Claudony — Testing What Wasn't Tested

What I was trying to achieve: proving the end-to-end chain actually works

The system existed and functioned — 64 tests passing, native binary building in 70ms, MCP server exposing 8 tools. But the whole point of Claudony is a controller Claude managing sessions through conversation. That flow had never been exercised with a real Claude instance. Not once.

I wanted it rock solid before calling it done. Unit tests, integration tests, and something that actually ran claude CLI processes against the MCP server.

What we believed going in: 64 tests meant the gaps were small

I brought Claude in to work through the gaps systematically. We expected the interesting part to be the end-to-end validation — getting real Claude connected to the MCP server — and the other gaps to be minor fill-in work.

We were half right.

A bug that had been hiding since day one, and 25 tests that hadn’t existed

Before any new tests, we found something unexpected: TmuxService.sendKeys() was broken.

The method the REST input endpoint uses to forward text to tmux didn’t pass the -l (literal) flag. Without it, tmux interprets certain words — Escape, Enter, Tab — as key names rather than literal text. Sending "Escape" via the REST API would fire the actual Escape key. The fix was one line, but the behaviour had been there since the start and all 64 tests had missed it because none of them sent text that matched a tmux key name exactly.

-- Task list --
a) Which key names does the Claudony text say tmux interprets as keys rather than as literal text?
b) Answer these questions from the Claudony text:
(i) How many tests were passing before the new work began?
(ii) How many tools did the MCP server expose?
(iii) Which flag did TmuxService.sendKeys() fail to pass to tmux?

-- Data shown --
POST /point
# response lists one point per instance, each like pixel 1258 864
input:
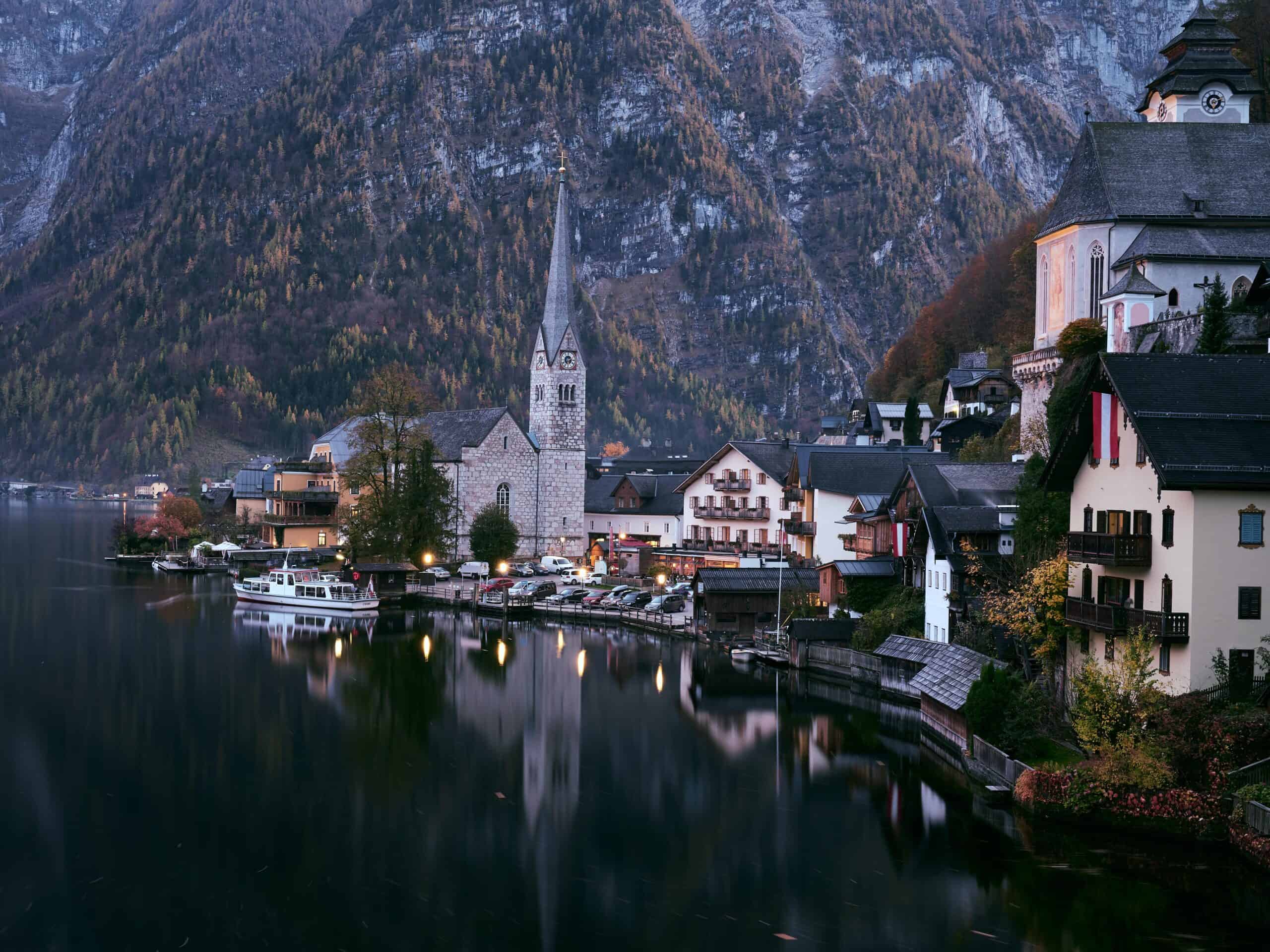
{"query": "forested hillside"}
pixel 255 205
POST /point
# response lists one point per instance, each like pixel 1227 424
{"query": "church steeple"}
pixel 1203 80
pixel 558 313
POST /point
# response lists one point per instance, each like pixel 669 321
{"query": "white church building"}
pixel 1151 211
pixel 539 475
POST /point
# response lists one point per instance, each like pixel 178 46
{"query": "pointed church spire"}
pixel 558 313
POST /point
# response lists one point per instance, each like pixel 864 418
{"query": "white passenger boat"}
pixel 307 588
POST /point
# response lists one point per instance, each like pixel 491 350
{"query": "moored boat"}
pixel 307 588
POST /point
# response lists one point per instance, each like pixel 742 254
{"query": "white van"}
pixel 473 570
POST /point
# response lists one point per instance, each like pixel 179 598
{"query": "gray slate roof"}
pixel 949 674
pixel 658 494
pixel 1205 419
pixel 1151 172
pixel 861 470
pixel 1197 243
pixel 558 311
pixel 759 581
pixel 1133 284
pixel 882 568
pixel 906 649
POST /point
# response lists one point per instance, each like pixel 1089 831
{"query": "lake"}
pixel 180 774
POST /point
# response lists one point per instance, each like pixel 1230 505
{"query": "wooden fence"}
pixel 836 658
pixel 1258 817
pixel 999 761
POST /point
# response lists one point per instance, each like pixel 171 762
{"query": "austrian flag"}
pixel 1107 436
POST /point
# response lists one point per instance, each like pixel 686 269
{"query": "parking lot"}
pixel 461 590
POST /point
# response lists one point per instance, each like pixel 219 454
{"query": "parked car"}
pixel 668 602
pixel 541 590
pixel 635 599
pixel 473 570
pixel 615 595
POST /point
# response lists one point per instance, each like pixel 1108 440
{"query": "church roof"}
pixel 558 311
pixel 1193 243
pixel 1199 55
pixel 1203 419
pixel 1156 172
pixel 454 429
pixel 1133 284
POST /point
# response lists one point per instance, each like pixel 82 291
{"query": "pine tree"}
pixel 1214 337
pixel 912 423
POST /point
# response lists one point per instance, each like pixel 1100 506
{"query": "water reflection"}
pixel 176 767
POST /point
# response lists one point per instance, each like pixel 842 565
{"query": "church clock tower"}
pixel 558 402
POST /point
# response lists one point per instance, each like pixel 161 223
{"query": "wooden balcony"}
pixel 799 527
pixel 722 512
pixel 1112 620
pixel 1107 549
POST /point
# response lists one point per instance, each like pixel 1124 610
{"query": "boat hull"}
pixel 327 604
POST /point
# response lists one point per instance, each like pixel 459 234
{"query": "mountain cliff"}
pixel 248 205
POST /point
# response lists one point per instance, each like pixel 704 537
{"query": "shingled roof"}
pixel 1155 172
pixel 1192 243
pixel 1205 419
pixel 949 674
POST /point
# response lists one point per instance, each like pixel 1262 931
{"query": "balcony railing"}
pixel 1108 549
pixel 1166 626
pixel 290 520
pixel 799 527
pixel 303 495
pixel 722 512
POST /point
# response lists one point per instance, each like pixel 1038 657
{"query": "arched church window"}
pixel 1096 271
pixel 1043 306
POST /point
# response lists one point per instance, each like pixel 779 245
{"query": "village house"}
pixel 648 508
pixel 1179 198
pixel 972 389
pixel 825 483
pixel 1167 465
pixel 734 504
pixel 536 476
pixel 740 602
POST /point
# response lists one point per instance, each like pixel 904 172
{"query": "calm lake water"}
pixel 182 774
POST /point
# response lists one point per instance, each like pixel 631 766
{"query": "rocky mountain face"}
pixel 248 206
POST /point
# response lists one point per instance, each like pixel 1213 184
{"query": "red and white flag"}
pixel 1107 436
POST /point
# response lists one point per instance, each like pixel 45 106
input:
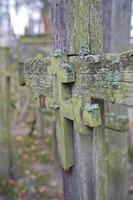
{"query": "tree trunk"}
pixel 6 158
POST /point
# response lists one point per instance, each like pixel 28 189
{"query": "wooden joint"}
pixel 91 115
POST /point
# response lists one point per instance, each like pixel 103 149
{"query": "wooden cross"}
pixel 73 85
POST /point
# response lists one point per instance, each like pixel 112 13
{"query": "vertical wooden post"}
pixel 5 133
pixel 116 21
pixel 28 47
pixel 77 23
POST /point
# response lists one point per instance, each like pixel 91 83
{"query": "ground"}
pixel 34 176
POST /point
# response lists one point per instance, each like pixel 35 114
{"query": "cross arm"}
pixel 33 73
pixel 108 77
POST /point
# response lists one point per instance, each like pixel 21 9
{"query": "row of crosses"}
pixel 73 84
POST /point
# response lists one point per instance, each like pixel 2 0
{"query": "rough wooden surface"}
pixel 107 77
pixel 74 22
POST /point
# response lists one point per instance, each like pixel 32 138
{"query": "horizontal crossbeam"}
pixel 108 77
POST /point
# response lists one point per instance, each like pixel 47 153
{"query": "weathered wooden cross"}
pixel 73 85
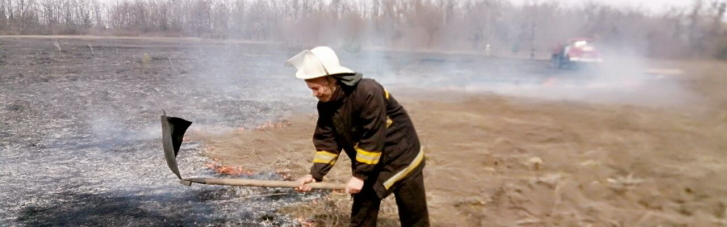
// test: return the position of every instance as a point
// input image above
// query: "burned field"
(79, 131)
(80, 136)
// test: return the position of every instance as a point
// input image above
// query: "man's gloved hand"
(304, 183)
(354, 185)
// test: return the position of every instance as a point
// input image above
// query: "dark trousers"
(410, 199)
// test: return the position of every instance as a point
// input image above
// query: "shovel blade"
(173, 129)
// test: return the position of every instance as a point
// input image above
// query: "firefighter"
(360, 117)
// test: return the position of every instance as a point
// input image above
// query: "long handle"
(260, 183)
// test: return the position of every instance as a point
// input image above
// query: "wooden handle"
(260, 183)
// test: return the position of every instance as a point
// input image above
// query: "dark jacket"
(364, 120)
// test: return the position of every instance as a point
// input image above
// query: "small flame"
(305, 222)
(228, 170)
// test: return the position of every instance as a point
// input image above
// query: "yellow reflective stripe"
(368, 157)
(403, 173)
(325, 157)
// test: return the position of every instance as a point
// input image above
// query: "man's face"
(321, 88)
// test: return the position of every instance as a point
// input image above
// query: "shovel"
(173, 129)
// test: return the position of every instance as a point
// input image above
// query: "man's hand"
(304, 183)
(354, 186)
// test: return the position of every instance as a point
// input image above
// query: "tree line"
(698, 30)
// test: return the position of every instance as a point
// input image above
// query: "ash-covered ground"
(80, 131)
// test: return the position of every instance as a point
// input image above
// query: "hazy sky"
(652, 5)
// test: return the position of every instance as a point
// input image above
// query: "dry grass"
(495, 161)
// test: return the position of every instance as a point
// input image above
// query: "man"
(359, 116)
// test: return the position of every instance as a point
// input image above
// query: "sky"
(655, 6)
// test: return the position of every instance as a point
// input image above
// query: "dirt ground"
(79, 138)
(504, 161)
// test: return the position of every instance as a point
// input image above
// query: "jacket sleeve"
(373, 122)
(327, 150)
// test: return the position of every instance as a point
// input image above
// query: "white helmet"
(317, 62)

-- Answers to the problems --
a) Escape, Enter, Tab

b)
(i) 64
(ii) 8
(iii) -l (literal)